-- Start --

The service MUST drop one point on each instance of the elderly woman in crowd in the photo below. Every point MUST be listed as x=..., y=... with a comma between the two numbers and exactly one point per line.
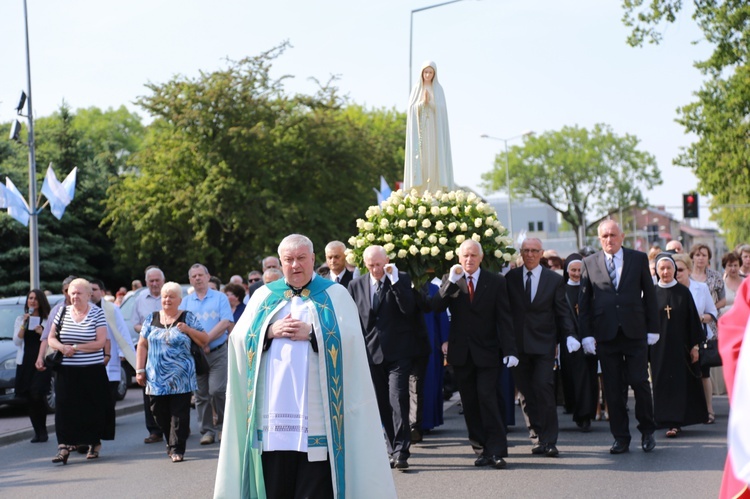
x=83, y=413
x=707, y=311
x=31, y=384
x=165, y=366
x=678, y=392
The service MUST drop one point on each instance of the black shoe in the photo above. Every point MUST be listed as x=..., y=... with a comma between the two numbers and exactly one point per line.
x=400, y=464
x=648, y=442
x=619, y=447
x=539, y=449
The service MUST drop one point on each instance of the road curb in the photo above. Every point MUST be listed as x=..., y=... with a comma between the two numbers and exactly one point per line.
x=28, y=433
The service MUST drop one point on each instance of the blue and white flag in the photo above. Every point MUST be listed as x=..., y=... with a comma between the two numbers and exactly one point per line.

-- End --

The task:
Rescale the records above by writing out every line again, requests included, with each x and y coordinate in the answers multiplied by 1.75 and rounded to a whole number (halves round up). Leave the pictures out of your answer.

Expected answer:
The service MUST drop one point on each instance of the elderly woman in crowd in the photo below. Every point MUST be listed as x=..., y=... with a comma between the two numbers and exactly one point per line.
x=145, y=723
x=1237, y=544
x=54, y=672
x=289, y=641
x=1187, y=686
The service MUST drop one point on each instance of the black shoe in the photo above. Every point MUST be listed as x=..., y=... with a comma between the two numbers and exactly one point per line.
x=700, y=812
x=1134, y=774
x=1083, y=782
x=943, y=786
The service MUST drop one point on each instance of the road curb in the photo above. Every point MUST be listed as x=..., y=... with a comma between the two numbers and exactly one point per line.
x=49, y=758
The service MUST drop one point on each instance of the blue and white flag in the photo above. Every point MUST be listed as x=..., y=... with a comma between the two numbers and exactly one point per line.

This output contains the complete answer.